**SCHRIFTLICHE AUFGABE 1:**
Übersetze den Satz „Und dieses Spiel hat damals wirklich halb Deutschland angeguckt, ja?“ aus dem Text über Beckers Wimbledon-Spiel ins Englische.
**SCHRIFTLICHE AUFGABE 2:**
Schreibe die Passage von „Drama jetzt, Becker“ bis „Amerikaner, der Curren?“ aus dem Text über Beckers Wimbledon-Spiel ab und tausche dabei „Breakbälle“ gegen „Satzbälle“.

Drama jetzt, Becker springt quer durch die Luft, erreicht den Ball noch, Netzroller, Curren bekommt ihn noch mal übers Netz, Becker dann nicht mehr.
Kommentator: Sogar Curren applaudiert dem jungen Mann, aber Curren hat die drei Breakbälle abgewehrt.
Lilly: War der Amerikaner, der Curren?
Becker: Südafrikaner.
Lilly: Ah so.
Becker: Und jetzt kommt er, jetzt habe ich einen Schuss in die Hüfte bekommen und Selbstbewusstsein verloren, Curren hat was gewonnen und fängt an, besser zu spielen als ich.
Elias: Papa, hast du das Spiel gewonnen?
Becker: Schau doch hin!!
Lustig, dass dieses Spiel für den familienfremden Besucher, einen alles in allem normalen Deutschen, ein so epochales Ereignis darstellt, unauslöschlich im kollektiven 80er-Jahre-Bildergedächtnis: Challenger-Explosion, Live Aid, Tschernobyl, Wimbledon, Maueröffnung – für Beckers Familie hingegen gar nicht so: Gattin Lilly scheint tatsächlich nicht sonderlich viel über die Tenniskarriere ihres Mannes zu wissen. Unglaublich, dennoch wahr: Elias und sie sehen das jetzt zum ersten Mal, höflich interessiert, mehr nicht.
Kommentator: Curren scheint sein Selbstbewusstsein wiedergefunden zu haben, er spielt jetzt viel besser, 6:6, Tie-Break.
Lilly: Und dieses Spiel hat damals wirklich halb Deutschland angeguckt, ja?

**EXTRAHIERTE DATEN:**
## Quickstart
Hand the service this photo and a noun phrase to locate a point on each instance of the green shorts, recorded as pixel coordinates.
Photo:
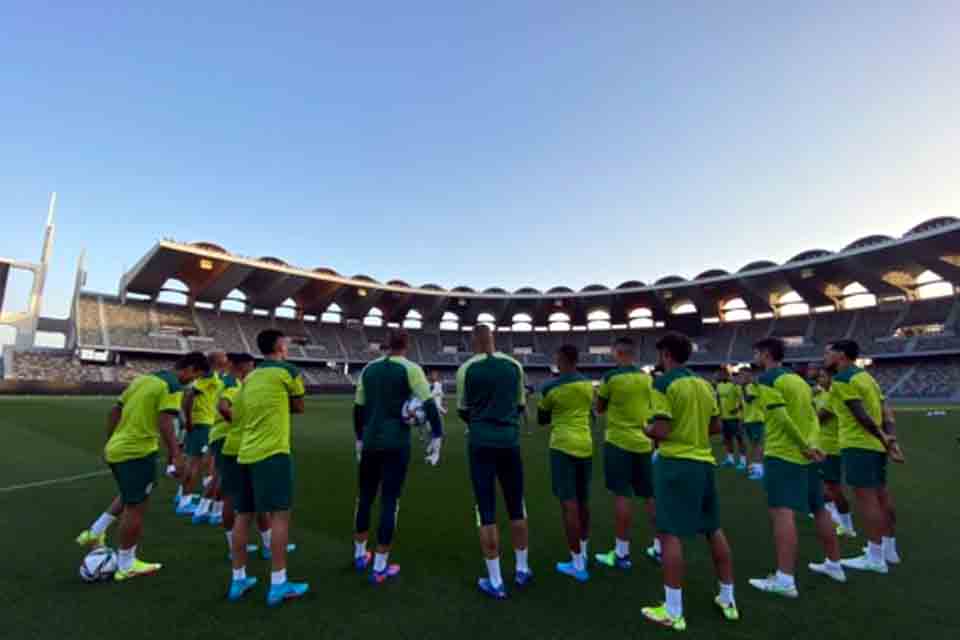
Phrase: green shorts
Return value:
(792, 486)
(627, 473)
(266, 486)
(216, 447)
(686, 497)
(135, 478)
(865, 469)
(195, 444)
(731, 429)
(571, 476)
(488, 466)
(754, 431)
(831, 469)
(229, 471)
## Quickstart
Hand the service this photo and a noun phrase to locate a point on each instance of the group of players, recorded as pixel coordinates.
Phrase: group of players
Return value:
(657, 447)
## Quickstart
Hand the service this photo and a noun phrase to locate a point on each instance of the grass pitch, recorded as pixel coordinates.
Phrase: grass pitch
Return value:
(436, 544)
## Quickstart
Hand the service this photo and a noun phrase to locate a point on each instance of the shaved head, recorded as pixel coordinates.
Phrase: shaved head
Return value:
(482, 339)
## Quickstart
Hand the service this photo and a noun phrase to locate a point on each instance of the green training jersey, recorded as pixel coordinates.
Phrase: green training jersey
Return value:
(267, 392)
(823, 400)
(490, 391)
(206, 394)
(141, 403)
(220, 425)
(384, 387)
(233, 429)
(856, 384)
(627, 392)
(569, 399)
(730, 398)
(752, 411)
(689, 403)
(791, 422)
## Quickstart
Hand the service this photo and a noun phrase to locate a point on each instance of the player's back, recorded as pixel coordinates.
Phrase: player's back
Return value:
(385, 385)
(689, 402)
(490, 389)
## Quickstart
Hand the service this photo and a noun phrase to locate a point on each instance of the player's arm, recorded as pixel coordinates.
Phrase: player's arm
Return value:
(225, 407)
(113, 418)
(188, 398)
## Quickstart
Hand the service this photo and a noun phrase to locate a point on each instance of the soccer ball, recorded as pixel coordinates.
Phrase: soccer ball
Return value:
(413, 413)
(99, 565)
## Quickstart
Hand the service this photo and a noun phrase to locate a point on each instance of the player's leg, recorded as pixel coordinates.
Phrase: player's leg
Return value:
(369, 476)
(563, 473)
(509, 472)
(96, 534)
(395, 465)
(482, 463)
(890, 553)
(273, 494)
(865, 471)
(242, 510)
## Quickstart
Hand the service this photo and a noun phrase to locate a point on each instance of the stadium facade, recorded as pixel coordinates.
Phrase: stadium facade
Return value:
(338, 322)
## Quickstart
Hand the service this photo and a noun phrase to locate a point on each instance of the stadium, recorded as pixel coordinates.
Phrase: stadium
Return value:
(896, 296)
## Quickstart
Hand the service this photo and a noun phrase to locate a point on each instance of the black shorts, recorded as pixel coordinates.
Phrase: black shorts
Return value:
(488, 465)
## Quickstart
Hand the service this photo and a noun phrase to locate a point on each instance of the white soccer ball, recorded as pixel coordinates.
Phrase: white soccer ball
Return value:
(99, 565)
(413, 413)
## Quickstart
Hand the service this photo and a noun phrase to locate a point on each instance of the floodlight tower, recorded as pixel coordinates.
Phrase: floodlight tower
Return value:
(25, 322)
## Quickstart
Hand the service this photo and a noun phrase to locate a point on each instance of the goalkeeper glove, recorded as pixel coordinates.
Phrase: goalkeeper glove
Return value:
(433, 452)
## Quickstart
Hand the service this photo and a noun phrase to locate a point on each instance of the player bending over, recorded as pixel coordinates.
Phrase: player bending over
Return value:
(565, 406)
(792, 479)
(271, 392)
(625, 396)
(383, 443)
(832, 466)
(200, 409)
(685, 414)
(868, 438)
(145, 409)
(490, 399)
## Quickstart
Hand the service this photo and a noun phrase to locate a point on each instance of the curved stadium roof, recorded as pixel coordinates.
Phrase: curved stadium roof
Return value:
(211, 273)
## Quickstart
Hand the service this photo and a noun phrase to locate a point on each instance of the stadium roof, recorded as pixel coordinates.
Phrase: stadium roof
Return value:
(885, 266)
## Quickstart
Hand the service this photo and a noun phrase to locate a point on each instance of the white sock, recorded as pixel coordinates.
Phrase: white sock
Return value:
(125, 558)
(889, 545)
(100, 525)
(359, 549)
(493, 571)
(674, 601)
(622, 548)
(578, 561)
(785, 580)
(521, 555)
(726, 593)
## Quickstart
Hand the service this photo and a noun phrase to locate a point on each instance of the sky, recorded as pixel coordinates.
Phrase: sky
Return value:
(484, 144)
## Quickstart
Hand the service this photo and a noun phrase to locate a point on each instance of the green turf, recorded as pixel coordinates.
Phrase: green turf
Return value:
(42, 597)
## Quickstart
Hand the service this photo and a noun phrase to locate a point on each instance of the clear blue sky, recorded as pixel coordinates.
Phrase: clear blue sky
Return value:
---
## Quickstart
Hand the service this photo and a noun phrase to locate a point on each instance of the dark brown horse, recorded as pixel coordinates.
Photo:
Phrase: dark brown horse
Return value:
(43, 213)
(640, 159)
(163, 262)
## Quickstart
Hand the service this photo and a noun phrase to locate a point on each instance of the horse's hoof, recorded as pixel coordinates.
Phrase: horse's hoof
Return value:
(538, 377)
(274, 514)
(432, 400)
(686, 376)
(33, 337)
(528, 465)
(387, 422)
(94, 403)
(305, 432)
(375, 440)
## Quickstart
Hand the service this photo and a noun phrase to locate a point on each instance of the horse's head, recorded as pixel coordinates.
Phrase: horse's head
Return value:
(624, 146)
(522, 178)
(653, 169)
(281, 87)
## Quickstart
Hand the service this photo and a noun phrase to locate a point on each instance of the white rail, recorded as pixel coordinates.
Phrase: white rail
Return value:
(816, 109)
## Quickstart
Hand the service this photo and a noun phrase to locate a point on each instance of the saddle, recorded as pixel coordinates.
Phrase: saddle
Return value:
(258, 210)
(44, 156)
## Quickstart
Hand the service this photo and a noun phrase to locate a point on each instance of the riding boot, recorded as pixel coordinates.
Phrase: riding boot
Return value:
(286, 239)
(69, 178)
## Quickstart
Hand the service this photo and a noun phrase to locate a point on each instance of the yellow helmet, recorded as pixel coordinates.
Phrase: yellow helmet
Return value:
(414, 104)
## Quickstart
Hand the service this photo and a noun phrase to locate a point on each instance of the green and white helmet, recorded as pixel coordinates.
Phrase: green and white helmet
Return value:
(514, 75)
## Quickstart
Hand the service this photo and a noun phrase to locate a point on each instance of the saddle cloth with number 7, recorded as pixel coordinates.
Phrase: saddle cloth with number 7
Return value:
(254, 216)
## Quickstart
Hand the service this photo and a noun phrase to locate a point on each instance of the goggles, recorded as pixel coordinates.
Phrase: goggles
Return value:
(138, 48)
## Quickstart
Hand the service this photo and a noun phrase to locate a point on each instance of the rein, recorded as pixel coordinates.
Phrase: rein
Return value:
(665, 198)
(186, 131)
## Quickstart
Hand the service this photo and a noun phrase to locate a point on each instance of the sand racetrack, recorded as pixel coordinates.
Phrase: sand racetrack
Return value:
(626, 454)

**ANTWORT 1:**
And half of Germany really watched this match back then, right?

**ANTWORT 2:**
Drama jetzt, Becker springt quer durch die Luft, erreicht den Ball noch, Netzroller, Curren bekommt ihn noch mal übers Netz, Becker dann nicht mehr.
Kommentator: Sogar Curren applaudiert dem jungen Mann, aber Curren hat die drei Satzbälle abgewehrt.
Lilly: War der Amerikaner, der Curren?